BEGIN Supplied records

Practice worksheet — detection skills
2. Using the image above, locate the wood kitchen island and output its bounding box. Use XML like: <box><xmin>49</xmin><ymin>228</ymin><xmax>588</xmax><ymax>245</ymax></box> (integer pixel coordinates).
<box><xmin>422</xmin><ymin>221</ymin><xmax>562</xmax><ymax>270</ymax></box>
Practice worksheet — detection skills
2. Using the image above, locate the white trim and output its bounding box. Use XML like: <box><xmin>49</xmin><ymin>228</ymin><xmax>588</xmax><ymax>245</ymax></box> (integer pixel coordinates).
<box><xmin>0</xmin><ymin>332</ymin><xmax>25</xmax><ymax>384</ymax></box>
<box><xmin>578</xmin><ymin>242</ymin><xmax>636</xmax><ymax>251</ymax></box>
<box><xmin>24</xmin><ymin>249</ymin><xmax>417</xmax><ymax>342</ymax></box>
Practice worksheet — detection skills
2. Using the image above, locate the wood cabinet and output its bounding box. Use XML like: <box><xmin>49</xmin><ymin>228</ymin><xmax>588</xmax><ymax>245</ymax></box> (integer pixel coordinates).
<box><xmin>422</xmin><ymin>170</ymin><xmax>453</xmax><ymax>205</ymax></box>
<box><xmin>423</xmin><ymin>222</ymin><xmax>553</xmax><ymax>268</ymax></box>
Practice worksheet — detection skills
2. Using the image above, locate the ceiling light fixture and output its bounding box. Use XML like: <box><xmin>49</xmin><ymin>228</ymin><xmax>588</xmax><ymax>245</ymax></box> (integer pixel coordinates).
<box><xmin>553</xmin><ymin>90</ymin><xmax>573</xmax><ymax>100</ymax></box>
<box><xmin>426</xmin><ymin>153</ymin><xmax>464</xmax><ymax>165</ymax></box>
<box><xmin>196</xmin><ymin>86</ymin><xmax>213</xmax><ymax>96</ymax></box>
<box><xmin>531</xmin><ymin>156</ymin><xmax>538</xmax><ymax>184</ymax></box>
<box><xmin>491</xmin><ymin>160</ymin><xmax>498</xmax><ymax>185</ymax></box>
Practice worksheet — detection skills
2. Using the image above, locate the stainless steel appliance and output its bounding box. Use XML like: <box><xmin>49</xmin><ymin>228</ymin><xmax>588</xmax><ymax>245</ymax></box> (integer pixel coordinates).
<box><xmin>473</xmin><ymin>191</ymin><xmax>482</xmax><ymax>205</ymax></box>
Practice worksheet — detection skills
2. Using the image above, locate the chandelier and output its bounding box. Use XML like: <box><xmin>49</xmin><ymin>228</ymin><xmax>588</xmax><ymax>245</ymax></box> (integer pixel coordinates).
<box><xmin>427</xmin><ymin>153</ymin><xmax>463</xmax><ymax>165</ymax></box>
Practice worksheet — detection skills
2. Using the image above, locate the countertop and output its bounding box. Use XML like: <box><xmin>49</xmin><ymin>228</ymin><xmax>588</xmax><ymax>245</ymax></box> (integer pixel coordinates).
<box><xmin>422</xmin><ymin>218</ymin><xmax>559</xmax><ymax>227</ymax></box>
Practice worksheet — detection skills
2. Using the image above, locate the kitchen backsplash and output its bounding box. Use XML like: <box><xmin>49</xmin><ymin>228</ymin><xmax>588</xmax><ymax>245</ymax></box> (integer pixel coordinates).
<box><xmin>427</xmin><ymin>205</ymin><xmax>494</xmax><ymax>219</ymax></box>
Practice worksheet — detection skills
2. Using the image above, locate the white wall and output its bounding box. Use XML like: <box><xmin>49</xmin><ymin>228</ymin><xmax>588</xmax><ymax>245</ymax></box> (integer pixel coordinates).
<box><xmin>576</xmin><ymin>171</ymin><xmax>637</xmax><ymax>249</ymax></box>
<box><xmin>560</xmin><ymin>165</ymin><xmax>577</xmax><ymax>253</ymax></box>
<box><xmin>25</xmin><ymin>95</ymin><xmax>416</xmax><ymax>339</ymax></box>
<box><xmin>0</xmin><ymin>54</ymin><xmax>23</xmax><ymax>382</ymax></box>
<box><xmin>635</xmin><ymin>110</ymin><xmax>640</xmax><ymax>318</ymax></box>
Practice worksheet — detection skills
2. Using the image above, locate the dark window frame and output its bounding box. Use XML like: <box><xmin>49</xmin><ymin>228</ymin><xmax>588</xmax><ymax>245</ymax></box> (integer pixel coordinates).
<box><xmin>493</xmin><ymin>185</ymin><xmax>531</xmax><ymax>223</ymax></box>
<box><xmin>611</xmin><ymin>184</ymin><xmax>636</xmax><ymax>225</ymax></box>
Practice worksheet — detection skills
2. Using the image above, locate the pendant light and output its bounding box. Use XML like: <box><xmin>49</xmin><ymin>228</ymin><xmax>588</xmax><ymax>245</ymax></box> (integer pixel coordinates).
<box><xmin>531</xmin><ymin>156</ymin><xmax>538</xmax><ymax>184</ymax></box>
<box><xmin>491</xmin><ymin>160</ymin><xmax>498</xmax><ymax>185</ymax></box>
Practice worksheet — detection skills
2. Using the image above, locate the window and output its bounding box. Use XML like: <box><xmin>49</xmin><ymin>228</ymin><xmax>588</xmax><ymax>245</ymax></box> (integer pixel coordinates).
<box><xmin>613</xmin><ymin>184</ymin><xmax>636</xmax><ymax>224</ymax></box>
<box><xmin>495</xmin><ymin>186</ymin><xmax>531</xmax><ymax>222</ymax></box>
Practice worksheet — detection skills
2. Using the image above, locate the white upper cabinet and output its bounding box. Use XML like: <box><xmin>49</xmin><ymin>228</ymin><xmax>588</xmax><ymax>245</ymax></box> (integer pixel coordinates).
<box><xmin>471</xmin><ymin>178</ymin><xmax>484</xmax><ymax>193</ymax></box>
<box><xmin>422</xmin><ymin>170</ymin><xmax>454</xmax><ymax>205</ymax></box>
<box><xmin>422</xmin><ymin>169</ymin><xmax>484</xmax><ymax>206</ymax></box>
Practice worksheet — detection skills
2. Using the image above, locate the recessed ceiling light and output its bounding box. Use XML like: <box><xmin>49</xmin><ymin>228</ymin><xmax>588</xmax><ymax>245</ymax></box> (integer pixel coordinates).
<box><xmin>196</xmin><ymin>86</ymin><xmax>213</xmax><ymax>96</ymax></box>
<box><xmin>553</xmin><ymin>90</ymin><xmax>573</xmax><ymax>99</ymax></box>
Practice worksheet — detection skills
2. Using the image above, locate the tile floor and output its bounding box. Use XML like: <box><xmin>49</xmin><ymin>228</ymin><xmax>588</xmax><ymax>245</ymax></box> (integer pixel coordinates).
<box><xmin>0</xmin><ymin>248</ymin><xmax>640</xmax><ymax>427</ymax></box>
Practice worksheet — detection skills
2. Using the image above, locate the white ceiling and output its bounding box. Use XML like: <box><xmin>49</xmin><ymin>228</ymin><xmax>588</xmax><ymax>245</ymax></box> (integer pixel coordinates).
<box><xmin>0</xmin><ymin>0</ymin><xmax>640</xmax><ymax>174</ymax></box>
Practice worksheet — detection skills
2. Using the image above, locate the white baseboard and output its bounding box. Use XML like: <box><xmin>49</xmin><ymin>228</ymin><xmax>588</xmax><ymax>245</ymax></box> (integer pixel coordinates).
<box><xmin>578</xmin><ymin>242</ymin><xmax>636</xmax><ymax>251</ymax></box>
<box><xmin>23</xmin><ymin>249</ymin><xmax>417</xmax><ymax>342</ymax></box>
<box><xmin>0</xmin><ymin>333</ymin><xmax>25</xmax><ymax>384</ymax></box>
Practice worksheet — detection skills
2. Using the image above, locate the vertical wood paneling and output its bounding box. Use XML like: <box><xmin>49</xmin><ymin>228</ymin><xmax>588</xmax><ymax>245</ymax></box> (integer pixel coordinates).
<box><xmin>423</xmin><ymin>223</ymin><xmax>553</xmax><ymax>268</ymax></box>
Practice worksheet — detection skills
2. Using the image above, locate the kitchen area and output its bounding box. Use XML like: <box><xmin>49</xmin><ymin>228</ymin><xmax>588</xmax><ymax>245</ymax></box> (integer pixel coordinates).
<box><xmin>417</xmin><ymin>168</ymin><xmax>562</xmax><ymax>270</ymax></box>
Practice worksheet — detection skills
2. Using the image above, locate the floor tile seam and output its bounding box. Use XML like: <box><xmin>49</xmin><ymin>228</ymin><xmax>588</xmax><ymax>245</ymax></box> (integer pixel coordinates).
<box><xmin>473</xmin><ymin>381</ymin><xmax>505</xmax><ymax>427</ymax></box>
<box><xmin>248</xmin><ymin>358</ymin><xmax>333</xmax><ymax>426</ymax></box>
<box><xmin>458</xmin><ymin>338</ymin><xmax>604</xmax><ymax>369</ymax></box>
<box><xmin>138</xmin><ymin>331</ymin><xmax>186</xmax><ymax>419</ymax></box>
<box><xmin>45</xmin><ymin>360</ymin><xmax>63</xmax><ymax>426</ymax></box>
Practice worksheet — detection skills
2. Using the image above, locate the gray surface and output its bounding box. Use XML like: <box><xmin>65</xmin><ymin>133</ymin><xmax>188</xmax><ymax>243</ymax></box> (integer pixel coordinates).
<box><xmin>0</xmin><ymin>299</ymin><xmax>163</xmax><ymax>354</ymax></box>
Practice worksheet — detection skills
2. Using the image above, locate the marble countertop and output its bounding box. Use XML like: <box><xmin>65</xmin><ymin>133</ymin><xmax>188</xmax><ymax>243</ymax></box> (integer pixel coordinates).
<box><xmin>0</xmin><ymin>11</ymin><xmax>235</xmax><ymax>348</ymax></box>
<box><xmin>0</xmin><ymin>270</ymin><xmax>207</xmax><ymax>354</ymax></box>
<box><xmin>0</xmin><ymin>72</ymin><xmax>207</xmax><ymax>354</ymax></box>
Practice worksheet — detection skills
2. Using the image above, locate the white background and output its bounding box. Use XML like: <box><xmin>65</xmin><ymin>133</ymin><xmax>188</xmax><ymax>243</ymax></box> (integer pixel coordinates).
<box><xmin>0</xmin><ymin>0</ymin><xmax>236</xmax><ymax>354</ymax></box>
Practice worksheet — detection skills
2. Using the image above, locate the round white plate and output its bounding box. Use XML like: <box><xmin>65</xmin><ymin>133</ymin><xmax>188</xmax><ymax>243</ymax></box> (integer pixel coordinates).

END Supplied records

Filter the lines above, keeping every line that contains the word "background", and copy each one out.

◆ **Written answer**
2. Using the image above, locate the white background and output its bounding box. Use XML like: <box><xmin>65</xmin><ymin>133</ymin><xmax>188</xmax><ymax>243</ymax></box> (integer pixel coordinates).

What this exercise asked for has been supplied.